Research Project: Strategies to Control Respiratory Diseases of Cattle

Location: Animal Health Genomics

Title: Ruminant-specific retrotransposons shape regulatory evolution of bovine immunity

Author
item KELLY, CONOR - University Of Colorado
item Chitko-Mckown, Carol
item CHUONG, EDWARD - University Of Colorado

Submitted to: Genome Research
Publication Type: Peer Reviewed Journal
Publication Acceptance Date: 5/5/2022
Publication Date: 8/1/2022
Citation: Kelly, C.J., Chitko-McKown, C.G., Chuong, E.B. 2022. Ruminant-specific retrotransposons shape regulatory evolution of bovine immunity. Genome Research. 32(8):1474-1486. https://doi.org/10.1101/gr.276241.121.

Work to complete:
1. Please answer these about the publication record:
(a) To which journal was the work submitted?
(b) What is the publication acceptance date?
(c) What location is listed?
2. List every person named under "Author" in the publication record, as the names appear there.
The rows have nothing to do with the publication record or the tasks on it.

Exercise data:
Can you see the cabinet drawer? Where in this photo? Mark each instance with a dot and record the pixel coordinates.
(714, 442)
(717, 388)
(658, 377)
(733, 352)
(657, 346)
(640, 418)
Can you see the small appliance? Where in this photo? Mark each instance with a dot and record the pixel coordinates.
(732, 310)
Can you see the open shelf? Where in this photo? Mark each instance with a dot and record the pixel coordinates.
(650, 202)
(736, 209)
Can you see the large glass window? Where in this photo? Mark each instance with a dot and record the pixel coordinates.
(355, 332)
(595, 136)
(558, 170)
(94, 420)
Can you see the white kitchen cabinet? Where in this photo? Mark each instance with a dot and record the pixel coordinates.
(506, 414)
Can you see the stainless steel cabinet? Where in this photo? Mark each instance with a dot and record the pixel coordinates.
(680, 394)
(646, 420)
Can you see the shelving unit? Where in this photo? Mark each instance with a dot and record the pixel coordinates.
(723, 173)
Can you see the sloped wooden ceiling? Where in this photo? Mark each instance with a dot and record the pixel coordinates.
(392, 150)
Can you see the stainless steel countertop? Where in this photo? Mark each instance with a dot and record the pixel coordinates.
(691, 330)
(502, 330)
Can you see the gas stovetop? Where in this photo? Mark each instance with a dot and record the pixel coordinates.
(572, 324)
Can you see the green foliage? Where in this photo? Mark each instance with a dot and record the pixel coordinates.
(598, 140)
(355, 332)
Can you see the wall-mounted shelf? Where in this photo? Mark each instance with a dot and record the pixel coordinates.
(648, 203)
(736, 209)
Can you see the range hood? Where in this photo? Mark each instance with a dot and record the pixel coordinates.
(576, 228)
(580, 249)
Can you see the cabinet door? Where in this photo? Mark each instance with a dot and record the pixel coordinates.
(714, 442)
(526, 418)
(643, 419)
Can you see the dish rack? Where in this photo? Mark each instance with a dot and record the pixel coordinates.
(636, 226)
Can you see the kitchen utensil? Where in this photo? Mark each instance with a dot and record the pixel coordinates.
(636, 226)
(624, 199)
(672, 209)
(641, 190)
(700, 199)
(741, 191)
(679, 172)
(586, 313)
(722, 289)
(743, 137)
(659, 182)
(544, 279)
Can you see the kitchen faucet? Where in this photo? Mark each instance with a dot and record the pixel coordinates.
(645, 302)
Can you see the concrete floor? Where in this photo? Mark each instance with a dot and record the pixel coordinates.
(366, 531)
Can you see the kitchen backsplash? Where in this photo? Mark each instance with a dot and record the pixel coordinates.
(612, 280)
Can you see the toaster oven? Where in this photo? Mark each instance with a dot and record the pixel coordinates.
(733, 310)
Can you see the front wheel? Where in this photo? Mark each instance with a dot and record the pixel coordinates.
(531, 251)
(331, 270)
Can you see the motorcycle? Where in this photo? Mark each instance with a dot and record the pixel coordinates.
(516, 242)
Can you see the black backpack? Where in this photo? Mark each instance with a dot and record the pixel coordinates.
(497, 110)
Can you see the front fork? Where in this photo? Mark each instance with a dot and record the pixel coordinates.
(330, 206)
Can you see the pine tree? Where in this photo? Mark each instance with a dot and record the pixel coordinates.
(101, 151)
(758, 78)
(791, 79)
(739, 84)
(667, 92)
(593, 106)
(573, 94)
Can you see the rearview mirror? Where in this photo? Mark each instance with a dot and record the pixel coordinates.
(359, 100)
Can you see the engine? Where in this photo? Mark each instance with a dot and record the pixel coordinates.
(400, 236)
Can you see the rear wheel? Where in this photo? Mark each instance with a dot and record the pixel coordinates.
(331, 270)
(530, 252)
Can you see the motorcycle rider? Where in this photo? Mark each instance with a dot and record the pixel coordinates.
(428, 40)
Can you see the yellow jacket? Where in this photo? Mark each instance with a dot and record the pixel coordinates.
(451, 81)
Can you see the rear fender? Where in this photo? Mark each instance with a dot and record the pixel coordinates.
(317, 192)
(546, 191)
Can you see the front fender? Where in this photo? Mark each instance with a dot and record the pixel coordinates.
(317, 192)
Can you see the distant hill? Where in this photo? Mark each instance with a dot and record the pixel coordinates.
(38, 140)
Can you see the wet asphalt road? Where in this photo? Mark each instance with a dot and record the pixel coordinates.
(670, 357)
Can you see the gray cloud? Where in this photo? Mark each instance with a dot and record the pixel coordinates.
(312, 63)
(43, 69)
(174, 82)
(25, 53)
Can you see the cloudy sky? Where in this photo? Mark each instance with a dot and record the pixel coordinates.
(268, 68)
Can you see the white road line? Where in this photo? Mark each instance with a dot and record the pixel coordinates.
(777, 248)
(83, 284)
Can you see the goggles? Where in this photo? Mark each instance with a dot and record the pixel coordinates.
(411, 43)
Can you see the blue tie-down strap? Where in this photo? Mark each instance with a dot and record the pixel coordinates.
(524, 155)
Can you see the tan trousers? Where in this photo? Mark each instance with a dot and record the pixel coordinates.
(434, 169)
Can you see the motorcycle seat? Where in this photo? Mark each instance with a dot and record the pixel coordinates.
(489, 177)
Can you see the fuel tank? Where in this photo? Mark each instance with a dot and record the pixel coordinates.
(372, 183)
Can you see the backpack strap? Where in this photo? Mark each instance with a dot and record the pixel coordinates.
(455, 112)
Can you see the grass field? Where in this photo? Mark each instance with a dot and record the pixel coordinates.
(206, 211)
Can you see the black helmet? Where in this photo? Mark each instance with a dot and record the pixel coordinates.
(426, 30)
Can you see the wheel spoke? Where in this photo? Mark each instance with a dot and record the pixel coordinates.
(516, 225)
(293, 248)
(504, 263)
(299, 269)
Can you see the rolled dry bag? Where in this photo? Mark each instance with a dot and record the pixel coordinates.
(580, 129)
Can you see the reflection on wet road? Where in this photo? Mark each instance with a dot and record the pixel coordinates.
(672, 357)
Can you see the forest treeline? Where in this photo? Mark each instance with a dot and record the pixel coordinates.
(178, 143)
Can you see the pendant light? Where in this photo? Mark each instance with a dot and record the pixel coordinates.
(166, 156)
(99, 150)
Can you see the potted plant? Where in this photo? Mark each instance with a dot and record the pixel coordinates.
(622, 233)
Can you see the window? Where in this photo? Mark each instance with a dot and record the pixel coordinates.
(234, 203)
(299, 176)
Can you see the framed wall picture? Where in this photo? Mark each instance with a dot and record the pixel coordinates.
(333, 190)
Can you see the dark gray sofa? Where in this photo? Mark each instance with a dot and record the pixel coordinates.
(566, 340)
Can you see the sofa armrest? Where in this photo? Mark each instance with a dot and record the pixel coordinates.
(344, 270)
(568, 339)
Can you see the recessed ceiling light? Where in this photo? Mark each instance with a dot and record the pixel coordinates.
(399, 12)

Written responses:
1.
(a) Genome Research
(b) 5/5/2022
(c) Animal Health Genomics

2.
KELLY, CONOR
Chitko-Mckown, Carol
CHUONG, EDWARD